- **INFORMATION PROVIDED**

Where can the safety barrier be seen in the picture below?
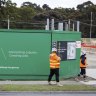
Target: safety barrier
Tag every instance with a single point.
(89, 48)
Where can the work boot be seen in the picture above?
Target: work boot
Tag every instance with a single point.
(58, 84)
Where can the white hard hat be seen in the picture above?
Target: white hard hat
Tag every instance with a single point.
(54, 49)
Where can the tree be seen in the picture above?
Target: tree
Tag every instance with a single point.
(2, 2)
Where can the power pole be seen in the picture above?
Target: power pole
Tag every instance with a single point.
(91, 27)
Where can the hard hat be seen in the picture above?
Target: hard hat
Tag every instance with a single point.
(83, 52)
(54, 49)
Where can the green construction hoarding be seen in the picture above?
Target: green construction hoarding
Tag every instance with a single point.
(24, 54)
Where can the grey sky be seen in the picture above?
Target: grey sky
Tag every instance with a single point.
(55, 3)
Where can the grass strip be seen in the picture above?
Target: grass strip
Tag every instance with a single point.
(47, 88)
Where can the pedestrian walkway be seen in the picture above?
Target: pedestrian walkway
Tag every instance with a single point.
(66, 82)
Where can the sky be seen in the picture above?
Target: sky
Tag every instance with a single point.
(54, 3)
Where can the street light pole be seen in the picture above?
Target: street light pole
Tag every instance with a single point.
(91, 27)
(8, 22)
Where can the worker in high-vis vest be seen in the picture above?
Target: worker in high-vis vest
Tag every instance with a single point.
(83, 65)
(54, 66)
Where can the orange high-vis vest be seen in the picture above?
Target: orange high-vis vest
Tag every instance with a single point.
(54, 61)
(83, 65)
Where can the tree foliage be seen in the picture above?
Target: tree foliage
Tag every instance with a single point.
(29, 12)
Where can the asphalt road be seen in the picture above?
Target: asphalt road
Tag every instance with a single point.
(48, 93)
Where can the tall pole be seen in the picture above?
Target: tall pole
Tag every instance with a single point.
(91, 27)
(8, 22)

- **TASK TO COMPLETE**
Set the pictures aside and transcribe the data above exactly.

- **FINAL ANSWER**
Where can the safety barrier be seen in the picture below?
Target: safety barrier
Tag every instance with a single point.
(89, 48)
Where can the work boot be seen in the picture above?
Target: work boot
Tag every instance with a single point.
(58, 84)
Where can the white hard hat be seen in the picture above?
Target: white hard hat
Tag every instance with a single point.
(54, 49)
Where can the tree be seen in the picture above?
Target: tree
Tag every instance with a single point.
(2, 2)
Where can the power pole be seen in the picture above?
Target: power pole
Tag every instance with a single point.
(91, 27)
Where can the hard hat be seen in the picture above?
Target: hard hat
Tag every instance with a single point.
(83, 52)
(54, 49)
Where can the green construction hoarding be seen in the picture above?
Target: green construction hoarding
Tag every instance with a single point.
(24, 54)
Where can the grey sky be seen in the picture above?
Target: grey sky
Tag every instance with a single point.
(55, 3)
Where can the grass strip be seen in the picture above?
Target: grass strip
Tag every instance with a single point.
(47, 88)
Where can the pedestrian walkway be seen in the picture above?
Target: pedestrian walkway
Tag every instance with a single point.
(66, 82)
Where can the sky be seen in the picture above?
Target: sky
Tag every instance with a single point.
(54, 3)
Where can the street light pole be seen in the picture above?
Target: street light pole
Tag every instance with a single point.
(91, 27)
(8, 22)
Where can the worker in high-vis vest be seen in the picture above?
Target: worker in high-vis vest
Tag every instance with a single point.
(83, 65)
(54, 66)
Where can the orange high-vis vest be seen in the picture above?
Target: orange high-vis vest
Tag every instance with a single point.
(54, 61)
(83, 65)
Where can the tree foliage be seen in the picture above?
Target: tree foliage
Tag every instance with a single point.
(29, 12)
Where can the asphalt road be seen in the picture above?
Target: asphalt road
Tag every instance with a single point.
(48, 93)
Where can the tall pole be seen in the picture above?
Target: tall pole
Tag every instance with a single point.
(91, 27)
(8, 22)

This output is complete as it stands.